> [TASK TO CARRY OUT] With the string "woman" as the filter, copy each matching line from the records.

[Dataset entries]
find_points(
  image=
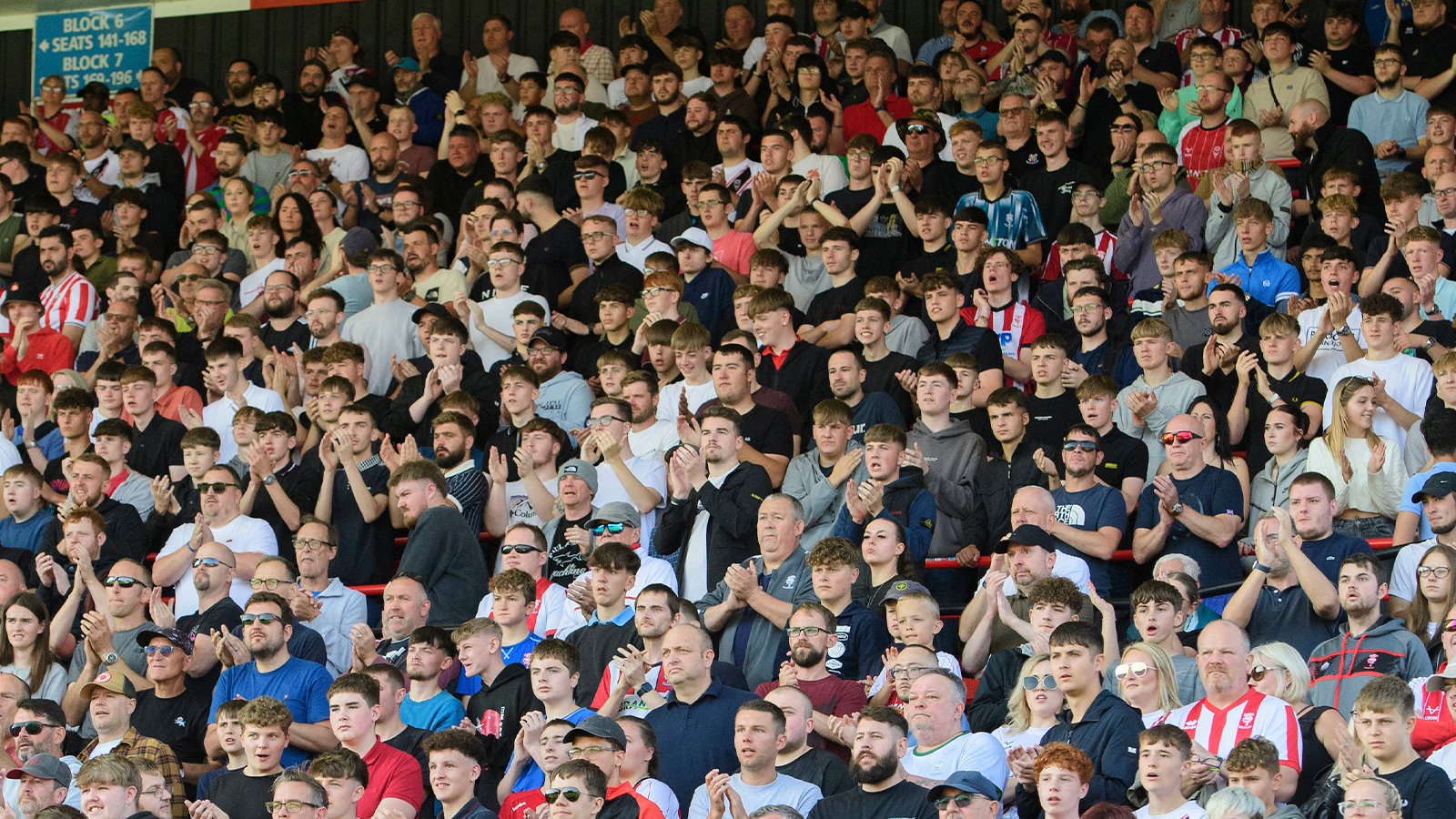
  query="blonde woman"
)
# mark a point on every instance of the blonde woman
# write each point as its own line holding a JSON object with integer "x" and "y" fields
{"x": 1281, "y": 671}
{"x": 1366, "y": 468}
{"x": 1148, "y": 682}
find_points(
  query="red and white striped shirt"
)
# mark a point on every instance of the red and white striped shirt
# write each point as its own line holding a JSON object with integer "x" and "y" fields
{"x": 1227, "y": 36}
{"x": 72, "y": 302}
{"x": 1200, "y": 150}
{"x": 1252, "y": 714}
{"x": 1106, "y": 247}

* * *

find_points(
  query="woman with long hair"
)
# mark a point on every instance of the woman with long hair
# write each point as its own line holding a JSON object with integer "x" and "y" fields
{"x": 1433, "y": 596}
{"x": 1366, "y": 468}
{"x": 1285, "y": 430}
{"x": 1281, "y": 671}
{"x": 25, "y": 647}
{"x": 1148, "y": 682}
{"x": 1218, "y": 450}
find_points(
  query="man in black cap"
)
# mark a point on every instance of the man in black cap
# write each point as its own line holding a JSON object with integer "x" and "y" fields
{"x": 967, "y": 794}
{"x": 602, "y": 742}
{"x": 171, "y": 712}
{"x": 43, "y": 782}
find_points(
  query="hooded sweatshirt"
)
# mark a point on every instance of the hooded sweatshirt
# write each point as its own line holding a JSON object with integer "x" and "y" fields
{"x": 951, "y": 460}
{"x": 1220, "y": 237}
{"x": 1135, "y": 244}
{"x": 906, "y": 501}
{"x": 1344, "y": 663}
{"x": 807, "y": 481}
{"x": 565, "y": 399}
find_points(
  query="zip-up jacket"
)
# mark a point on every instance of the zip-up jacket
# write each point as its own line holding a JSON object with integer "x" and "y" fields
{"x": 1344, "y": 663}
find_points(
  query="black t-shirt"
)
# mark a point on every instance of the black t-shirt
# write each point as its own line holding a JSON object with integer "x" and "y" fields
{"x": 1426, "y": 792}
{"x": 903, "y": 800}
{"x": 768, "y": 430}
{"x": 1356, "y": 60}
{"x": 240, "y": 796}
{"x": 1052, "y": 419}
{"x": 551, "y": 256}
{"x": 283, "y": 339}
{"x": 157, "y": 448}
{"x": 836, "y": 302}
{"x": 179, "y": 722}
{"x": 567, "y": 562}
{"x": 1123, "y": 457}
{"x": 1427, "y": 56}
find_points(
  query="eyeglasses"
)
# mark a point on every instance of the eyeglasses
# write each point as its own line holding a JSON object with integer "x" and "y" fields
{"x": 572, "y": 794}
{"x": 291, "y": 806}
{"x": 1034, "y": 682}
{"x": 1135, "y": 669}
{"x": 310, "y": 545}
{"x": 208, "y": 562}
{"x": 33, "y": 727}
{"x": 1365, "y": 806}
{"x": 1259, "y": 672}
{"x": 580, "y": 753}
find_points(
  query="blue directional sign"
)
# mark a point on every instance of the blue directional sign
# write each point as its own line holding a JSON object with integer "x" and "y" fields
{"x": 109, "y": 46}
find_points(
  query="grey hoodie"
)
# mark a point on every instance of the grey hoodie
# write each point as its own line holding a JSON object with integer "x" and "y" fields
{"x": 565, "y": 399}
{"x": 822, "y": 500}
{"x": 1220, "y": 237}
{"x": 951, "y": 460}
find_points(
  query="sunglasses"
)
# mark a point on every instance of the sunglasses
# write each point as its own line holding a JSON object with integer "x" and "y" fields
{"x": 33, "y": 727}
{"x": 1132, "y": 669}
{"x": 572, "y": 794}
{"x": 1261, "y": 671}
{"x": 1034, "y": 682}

> [ANSWER TO THIS PROBLEM]
  query="blonde woman"
# mark a point on every instance of the blonde woman
  query="woman with long hair"
# mark a point on every instance of the woman with long hair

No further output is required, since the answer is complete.